-- DATA EXTRACT start --

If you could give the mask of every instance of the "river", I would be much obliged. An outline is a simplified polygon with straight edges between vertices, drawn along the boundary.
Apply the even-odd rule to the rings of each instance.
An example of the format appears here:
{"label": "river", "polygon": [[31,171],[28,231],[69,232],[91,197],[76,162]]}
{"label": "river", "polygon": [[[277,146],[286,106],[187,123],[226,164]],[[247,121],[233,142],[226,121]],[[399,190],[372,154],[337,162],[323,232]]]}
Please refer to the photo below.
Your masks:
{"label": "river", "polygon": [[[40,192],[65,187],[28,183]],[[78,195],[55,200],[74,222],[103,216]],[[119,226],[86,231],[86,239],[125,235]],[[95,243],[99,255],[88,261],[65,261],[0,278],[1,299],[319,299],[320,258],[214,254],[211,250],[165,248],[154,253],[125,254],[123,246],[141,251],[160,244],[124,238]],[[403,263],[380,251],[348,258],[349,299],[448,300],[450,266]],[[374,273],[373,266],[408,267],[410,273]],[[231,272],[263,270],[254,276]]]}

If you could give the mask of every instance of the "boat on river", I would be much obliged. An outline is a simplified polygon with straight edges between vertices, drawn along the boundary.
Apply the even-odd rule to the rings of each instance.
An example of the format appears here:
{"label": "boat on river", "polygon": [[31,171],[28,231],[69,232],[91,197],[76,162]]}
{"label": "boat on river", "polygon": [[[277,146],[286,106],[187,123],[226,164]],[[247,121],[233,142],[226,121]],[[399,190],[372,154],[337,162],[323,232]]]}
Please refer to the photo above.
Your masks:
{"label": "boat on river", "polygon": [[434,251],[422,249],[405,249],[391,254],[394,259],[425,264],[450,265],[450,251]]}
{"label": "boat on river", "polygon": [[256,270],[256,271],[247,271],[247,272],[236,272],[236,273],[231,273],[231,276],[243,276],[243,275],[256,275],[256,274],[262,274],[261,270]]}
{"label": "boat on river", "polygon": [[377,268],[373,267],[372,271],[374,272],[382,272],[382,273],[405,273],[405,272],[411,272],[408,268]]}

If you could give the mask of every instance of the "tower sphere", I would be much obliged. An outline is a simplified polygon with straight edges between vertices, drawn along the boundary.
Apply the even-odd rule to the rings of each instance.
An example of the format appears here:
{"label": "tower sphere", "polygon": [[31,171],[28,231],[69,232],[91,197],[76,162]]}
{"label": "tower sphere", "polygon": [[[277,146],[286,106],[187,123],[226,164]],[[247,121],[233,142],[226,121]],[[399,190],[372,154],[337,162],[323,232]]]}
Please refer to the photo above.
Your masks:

-- DATA EXTRACT end --

DIRECTIONS:
Please reproduce all of the entries exactly as they stand.

RESULT:
If you could give the mask of every instance of the "river", I would be much obliged. An outline is a simplified polygon with straight edges between vertices, drawn along the boundary.
Apply the even-odd rule to the rings of each instance.
An example of the format appears here:
{"label": "river", "polygon": [[31,171],[28,231],[69,232],[91,197],[76,162]]}
{"label": "river", "polygon": [[[277,146],[286,106],[187,123],[226,164]],[[247,121],[233,142],[226,121]],[[399,190],[372,154],[337,162],[323,232]]]}
Please refer to the photo below.
Your masks:
{"label": "river", "polygon": [[[40,192],[65,187],[28,183]],[[78,195],[55,200],[74,222],[103,216]],[[119,226],[86,231],[86,239],[125,235]],[[95,243],[99,255],[88,261],[65,261],[0,278],[1,299],[319,299],[320,258],[214,254],[211,250],[165,248],[154,253],[125,254],[123,246],[141,251],[160,244],[124,238]],[[403,263],[380,251],[348,258],[349,299],[448,300],[450,266]],[[374,273],[373,266],[408,267],[410,273]],[[231,272],[263,270],[254,276]]]}

If you could give the mask of every instance of the "boat on river", I would be much obliged. An outline is a simplified polygon with straight edges between vertices, drawn along the boundary.
Apply the even-odd rule to the rings of each instance.
An example of the format appears here:
{"label": "boat on river", "polygon": [[31,171],[28,231],[69,232],[91,197],[76,162]]}
{"label": "boat on river", "polygon": [[[277,146],[286,106],[187,123],[226,164]],[[247,121],[233,142],[226,121]],[[399,190],[372,154],[337,162],[323,232]]]}
Please refer to the photo above.
Your masks:
{"label": "boat on river", "polygon": [[434,251],[422,249],[405,249],[391,254],[394,259],[425,264],[450,265],[450,251]]}
{"label": "boat on river", "polygon": [[256,270],[256,271],[247,271],[247,272],[236,272],[236,273],[231,273],[231,276],[243,276],[243,275],[256,275],[256,274],[262,274],[261,270]]}
{"label": "boat on river", "polygon": [[377,268],[373,267],[372,271],[374,272],[382,272],[382,273],[405,273],[405,272],[411,272],[408,268]]}

If you could give the mask of every instance of the "tower sphere", I would be much obliged. An outline is a simplified polygon with straight edges between vertices, drawn along the boundary.
Apply the even-odd rule to the rings of each instance.
An example of the format appears here:
{"label": "tower sphere", "polygon": [[31,171],[28,231],[69,232],[91,197],[76,162]]}
{"label": "tower sphere", "polygon": [[[277,146],[286,106],[187,123],[226,164]],[[247,121],[233,142],[226,121]],[[399,190],[372,154],[337,162],[323,232]]]}
Please refer to the photo above.
Your masks:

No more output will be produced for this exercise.